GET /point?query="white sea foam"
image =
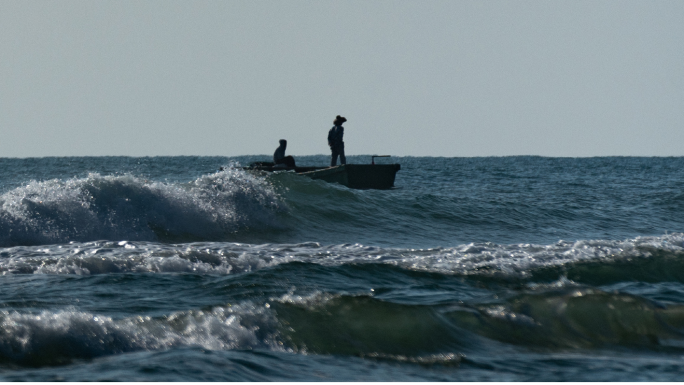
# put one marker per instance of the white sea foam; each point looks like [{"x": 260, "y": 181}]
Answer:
[
  {"x": 230, "y": 258},
  {"x": 76, "y": 334},
  {"x": 132, "y": 208}
]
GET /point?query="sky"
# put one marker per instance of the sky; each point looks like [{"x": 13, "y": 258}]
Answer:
[{"x": 414, "y": 78}]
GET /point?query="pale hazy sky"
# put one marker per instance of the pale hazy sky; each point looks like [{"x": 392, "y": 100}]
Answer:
[{"x": 423, "y": 78}]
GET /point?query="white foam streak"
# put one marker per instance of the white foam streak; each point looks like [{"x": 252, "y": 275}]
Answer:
[
  {"x": 128, "y": 207},
  {"x": 73, "y": 334},
  {"x": 230, "y": 258}
]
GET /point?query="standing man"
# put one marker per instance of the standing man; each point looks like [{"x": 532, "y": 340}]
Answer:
[
  {"x": 279, "y": 155},
  {"x": 335, "y": 141}
]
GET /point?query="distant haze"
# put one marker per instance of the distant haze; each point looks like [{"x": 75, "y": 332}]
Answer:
[{"x": 423, "y": 78}]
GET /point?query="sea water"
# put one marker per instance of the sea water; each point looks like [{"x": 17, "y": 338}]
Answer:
[{"x": 470, "y": 269}]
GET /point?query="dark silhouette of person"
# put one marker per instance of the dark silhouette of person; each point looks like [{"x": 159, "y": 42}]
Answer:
[
  {"x": 279, "y": 155},
  {"x": 335, "y": 141}
]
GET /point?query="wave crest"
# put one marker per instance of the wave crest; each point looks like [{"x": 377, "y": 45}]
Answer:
[{"x": 117, "y": 207}]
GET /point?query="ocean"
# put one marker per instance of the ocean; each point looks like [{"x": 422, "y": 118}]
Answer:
[{"x": 471, "y": 269}]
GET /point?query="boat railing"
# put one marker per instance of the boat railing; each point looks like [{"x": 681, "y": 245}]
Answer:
[{"x": 378, "y": 156}]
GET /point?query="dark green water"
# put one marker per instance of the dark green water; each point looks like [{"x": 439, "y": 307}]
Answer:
[{"x": 471, "y": 269}]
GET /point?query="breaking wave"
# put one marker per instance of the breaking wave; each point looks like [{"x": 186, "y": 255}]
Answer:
[{"x": 126, "y": 207}]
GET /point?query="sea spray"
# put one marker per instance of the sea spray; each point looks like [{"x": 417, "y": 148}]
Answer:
[{"x": 133, "y": 208}]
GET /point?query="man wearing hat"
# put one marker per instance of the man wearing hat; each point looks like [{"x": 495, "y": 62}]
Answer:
[{"x": 335, "y": 141}]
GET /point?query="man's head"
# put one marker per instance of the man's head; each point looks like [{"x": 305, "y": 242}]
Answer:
[{"x": 339, "y": 120}]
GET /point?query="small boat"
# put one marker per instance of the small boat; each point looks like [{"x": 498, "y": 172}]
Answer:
[{"x": 357, "y": 176}]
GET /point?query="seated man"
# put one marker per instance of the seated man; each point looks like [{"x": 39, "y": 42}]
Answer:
[{"x": 279, "y": 155}]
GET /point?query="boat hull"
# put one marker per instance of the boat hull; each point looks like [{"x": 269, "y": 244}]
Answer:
[{"x": 358, "y": 176}]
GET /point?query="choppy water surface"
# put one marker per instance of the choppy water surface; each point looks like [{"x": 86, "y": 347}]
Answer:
[{"x": 471, "y": 269}]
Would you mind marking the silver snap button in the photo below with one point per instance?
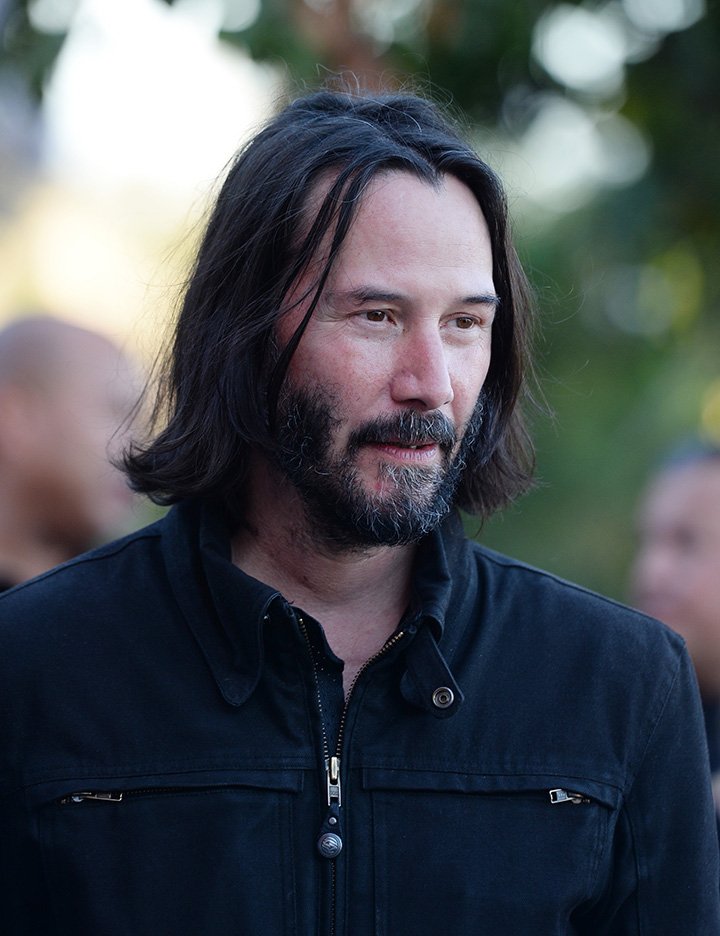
(443, 697)
(329, 845)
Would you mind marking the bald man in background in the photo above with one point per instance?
(676, 574)
(65, 394)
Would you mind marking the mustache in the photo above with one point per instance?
(406, 428)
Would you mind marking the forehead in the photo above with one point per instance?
(403, 219)
(686, 495)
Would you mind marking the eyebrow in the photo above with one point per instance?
(369, 294)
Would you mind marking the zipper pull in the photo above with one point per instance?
(332, 773)
(565, 796)
(107, 797)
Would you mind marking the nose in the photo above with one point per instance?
(421, 376)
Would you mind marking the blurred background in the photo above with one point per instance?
(116, 118)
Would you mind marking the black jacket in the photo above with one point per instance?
(525, 758)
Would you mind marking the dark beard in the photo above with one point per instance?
(342, 513)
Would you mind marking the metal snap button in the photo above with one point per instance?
(329, 845)
(443, 697)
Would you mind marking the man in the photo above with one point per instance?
(64, 392)
(676, 574)
(303, 702)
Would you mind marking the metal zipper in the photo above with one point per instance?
(119, 796)
(330, 840)
(559, 795)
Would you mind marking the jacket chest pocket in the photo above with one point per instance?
(172, 856)
(463, 853)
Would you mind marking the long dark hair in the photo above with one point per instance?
(220, 381)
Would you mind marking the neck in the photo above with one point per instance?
(25, 549)
(358, 597)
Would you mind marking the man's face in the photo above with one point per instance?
(386, 379)
(676, 576)
(79, 496)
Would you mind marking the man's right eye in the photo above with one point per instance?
(375, 315)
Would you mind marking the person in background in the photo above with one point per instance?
(307, 702)
(676, 571)
(64, 394)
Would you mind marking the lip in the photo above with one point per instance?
(422, 452)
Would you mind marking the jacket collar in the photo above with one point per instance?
(210, 591)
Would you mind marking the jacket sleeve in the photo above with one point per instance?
(666, 879)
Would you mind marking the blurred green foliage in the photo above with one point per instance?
(629, 355)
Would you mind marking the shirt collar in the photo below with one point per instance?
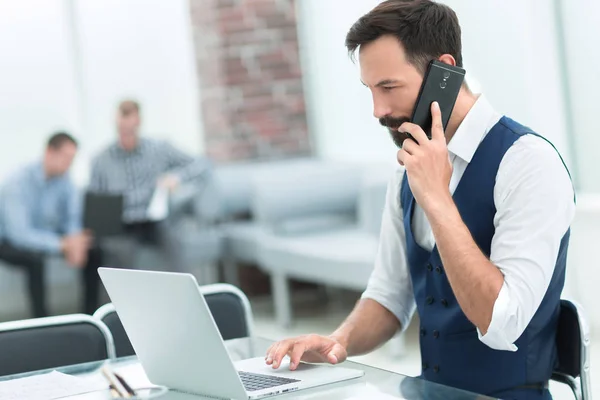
(473, 129)
(38, 172)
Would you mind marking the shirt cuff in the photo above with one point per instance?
(495, 336)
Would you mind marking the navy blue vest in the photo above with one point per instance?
(451, 351)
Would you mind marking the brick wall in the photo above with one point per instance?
(250, 79)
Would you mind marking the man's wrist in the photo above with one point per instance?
(440, 207)
(342, 337)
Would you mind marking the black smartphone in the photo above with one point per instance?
(441, 83)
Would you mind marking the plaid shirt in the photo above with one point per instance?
(135, 174)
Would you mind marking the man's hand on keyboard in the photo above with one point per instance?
(308, 348)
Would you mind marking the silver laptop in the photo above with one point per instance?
(178, 343)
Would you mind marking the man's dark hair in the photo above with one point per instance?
(425, 29)
(58, 139)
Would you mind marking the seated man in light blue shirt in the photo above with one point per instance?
(40, 216)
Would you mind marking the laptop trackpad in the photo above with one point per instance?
(313, 373)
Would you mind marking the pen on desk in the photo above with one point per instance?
(113, 392)
(125, 384)
(115, 383)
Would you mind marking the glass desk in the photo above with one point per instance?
(375, 384)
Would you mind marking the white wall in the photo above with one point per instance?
(37, 92)
(141, 49)
(339, 107)
(67, 63)
(510, 55)
(582, 36)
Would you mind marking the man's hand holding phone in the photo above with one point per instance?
(427, 164)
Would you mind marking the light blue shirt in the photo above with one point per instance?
(35, 212)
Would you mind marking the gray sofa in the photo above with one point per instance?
(307, 219)
(200, 251)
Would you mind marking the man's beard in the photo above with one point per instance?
(393, 124)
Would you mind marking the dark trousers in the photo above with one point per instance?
(147, 232)
(34, 263)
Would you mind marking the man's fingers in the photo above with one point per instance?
(271, 353)
(281, 351)
(402, 155)
(297, 351)
(415, 131)
(410, 147)
(437, 128)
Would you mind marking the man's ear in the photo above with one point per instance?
(447, 59)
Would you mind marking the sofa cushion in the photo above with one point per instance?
(342, 257)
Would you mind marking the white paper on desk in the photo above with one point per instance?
(53, 385)
(159, 205)
(369, 392)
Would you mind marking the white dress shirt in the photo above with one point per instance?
(533, 196)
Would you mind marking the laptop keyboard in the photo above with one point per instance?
(253, 382)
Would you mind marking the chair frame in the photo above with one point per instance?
(214, 288)
(582, 388)
(60, 320)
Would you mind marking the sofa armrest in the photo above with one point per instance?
(332, 189)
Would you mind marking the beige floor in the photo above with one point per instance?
(312, 316)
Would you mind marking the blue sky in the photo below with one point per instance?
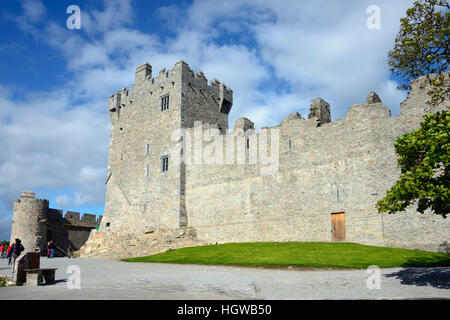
(276, 56)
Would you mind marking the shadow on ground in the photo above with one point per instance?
(435, 277)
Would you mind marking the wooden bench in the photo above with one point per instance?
(37, 277)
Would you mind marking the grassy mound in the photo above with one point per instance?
(299, 254)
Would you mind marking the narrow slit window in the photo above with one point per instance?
(164, 102)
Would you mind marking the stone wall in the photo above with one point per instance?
(36, 224)
(325, 167)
□ □ □ □
WHAT TO PRODUCE –
Reproduce exactly, without any picture, the lines from the one bearing "Would you mind marking the sofa armrest" to the last line of the records above.

TASK OUTPUT –
Would you mind marking the sofa armrest in the photo above with one point per instance?
(332, 189)
Would you mind marking the beige floor in the photo above with one point per instance?
(312, 316)
Would you mind marking the blue sky in the photo below with one point per instance?
(276, 56)
Would you mind marking the shadow on ground in the photo above with one point per instance?
(435, 277)
Would you mind marking the wooden bench in the photo above with one point per instance?
(37, 277)
Would you mind marking the grassy mound in the photo above with one point per instance?
(299, 254)
Would you mind marking the narrow slit window in the photo above with one point per instance?
(164, 102)
Would you mind marking the stone wall in the photo above with one point per instance?
(36, 224)
(325, 167)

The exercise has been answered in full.